*** Document passage

HUMAN immunodeficiency virus (HIV) infection goes hand in hand with the challenges of stigma, however, this is less of a problem when a person living with HIV/Aids accepts their positive status goes on medication and decides to adopt a healthier lifestyle.

Even with challenges of stigma, people living with HIV/Aids can live longer than those who do not have the virus, and this is being witnessed more and more in many places in the country.

Recently in Bukoba, as in several other regions most affected by HIV/Aids, groups of people living with HIV/Aids met and discussed several issues, including stigma and discrimination and their rights as provided for in the Aids Policy of 2001.

Right to treatment

The Aids Policy states that people living with HIV/Aids seeking treatment and care, information and counselling, have the same rights as any person seeking any other health or social services, including legal protection against all forms of discrimination and human rights abuses in general.

******
*** Supplied entries

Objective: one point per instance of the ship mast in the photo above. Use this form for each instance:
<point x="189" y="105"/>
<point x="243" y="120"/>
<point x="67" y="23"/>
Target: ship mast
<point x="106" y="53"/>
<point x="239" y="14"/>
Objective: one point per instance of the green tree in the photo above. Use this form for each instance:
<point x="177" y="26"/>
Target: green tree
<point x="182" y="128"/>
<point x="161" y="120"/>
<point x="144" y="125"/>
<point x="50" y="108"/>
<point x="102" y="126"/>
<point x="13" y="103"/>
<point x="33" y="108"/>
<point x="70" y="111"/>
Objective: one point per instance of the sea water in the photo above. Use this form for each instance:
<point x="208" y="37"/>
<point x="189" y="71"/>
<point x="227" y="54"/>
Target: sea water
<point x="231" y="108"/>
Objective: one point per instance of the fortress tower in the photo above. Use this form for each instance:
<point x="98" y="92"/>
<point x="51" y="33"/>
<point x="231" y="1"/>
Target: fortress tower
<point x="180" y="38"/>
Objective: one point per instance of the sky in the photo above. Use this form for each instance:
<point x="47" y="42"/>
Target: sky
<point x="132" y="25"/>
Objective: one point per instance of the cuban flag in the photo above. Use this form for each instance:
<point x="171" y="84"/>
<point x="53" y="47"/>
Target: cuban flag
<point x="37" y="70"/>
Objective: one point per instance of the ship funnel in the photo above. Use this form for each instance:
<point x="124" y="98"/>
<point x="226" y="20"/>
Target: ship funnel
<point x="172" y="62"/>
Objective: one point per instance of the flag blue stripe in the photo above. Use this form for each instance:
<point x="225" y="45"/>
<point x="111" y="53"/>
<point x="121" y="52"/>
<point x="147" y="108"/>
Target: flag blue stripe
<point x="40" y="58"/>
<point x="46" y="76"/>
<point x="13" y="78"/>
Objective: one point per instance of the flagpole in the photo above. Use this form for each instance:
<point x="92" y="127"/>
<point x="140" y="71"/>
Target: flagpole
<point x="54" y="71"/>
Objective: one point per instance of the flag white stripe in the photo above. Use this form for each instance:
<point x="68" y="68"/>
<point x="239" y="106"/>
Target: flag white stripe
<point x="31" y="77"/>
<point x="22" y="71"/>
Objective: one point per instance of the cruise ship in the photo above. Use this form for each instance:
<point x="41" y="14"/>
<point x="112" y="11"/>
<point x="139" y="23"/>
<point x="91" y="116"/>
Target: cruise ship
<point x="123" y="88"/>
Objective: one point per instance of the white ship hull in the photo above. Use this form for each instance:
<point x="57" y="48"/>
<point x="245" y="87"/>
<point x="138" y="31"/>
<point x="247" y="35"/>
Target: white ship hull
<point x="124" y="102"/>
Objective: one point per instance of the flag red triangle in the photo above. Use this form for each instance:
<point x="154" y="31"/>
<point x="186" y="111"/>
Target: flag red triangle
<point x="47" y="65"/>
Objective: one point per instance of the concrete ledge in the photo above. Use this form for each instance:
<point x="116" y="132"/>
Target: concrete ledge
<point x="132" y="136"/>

******

## Study questions
- 1) From the HIV/Aids passage, quote the words from "HUMAN immunodeficiency virus" to "a healthier lifestyle.".
- 2) Answer the following questions using the HIV/Aids passage.
(a) In which town did groups of people living with HIV/Aids recently meet?
(b) In what year was the Aids Policy that sets out their rights issued?
(c) Under the Aids Policy, against what does legal protection extend?

## List of answers
- 1)
HUMAN immunodeficiency virus (HIV) infection goes hand in hand with the challenges of stigma, however, this is less of a problem when a person living with HIV/Aids accepts their positive status goes on medication and decides to adopt a healthier lifestyle.

- 2)
(a) Bukoba
(b) 2001
(c) All forms of discrimination and human rights abuses in general